Task objective » Copy verbatim everything from the line containing "Task: put a single marker on each instance of the perched" down through the last of the items below, keeping both ends. Leave the pictures out of your copy.

The data »
◆ ◆ ◆
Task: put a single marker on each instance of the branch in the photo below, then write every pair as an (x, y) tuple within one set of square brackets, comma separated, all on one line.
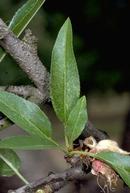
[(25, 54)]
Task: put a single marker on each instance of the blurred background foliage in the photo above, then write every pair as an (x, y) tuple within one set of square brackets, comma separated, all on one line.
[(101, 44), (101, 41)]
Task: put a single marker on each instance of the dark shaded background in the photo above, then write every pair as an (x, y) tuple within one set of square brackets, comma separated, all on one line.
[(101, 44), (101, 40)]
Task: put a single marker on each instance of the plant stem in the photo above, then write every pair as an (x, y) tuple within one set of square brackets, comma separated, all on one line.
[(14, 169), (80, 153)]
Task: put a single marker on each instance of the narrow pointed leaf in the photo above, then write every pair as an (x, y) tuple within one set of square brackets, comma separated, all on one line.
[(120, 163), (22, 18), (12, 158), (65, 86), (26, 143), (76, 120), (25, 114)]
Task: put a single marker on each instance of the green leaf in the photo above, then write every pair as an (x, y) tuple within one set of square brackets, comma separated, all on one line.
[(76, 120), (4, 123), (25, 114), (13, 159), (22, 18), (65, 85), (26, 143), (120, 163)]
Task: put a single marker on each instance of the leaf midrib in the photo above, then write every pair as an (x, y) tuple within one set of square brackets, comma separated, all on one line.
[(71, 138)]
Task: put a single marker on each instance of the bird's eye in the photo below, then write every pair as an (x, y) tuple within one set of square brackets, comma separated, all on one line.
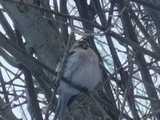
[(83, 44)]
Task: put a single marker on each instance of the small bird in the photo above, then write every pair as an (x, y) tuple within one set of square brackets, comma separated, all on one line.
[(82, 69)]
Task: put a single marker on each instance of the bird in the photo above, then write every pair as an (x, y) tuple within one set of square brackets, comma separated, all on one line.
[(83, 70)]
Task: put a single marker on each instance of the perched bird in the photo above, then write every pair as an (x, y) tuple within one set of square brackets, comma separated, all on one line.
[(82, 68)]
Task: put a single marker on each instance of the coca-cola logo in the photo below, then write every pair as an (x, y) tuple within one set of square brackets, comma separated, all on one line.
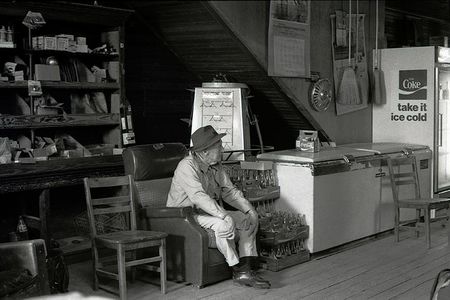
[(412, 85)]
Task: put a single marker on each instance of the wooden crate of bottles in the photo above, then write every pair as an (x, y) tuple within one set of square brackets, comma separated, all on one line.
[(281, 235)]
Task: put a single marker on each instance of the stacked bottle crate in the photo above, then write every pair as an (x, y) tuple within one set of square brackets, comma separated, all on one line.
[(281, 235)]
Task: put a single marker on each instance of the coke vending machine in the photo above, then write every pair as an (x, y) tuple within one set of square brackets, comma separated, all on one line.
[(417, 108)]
◆ ◆ ◆
Written answer »
Task: put a single marker on each instance of the perched bird in the photo above, then write every pair as an (x, y) tuple within one set of square brackets, comma separated, all on one line.
[(82, 68)]
Task: put a single marker on each instance of the coca-cola logo in the photo below, then write every pair as an (x, y) tuple within one set of square brackets, comma separated, all on one line.
[(412, 85)]
Task: put a single marker on each instance of the wooden crate of bottles in the photo above, then write every pair as an (x, y) tuple within one set of square brackets, comma separated, all on one line.
[(281, 235)]
Task: put a single marker on each instance of the stacked bottle crate in the photo above, then write every pair as an (x, y) tuple within one set of square brackets, comma separated, all on one line.
[(281, 235)]
Task: put a single marker on each instance of the coke vending machine in the photo above, then write every pair as an (x, y) tuple within one set of square brackets, comma separated, all on one line.
[(417, 108)]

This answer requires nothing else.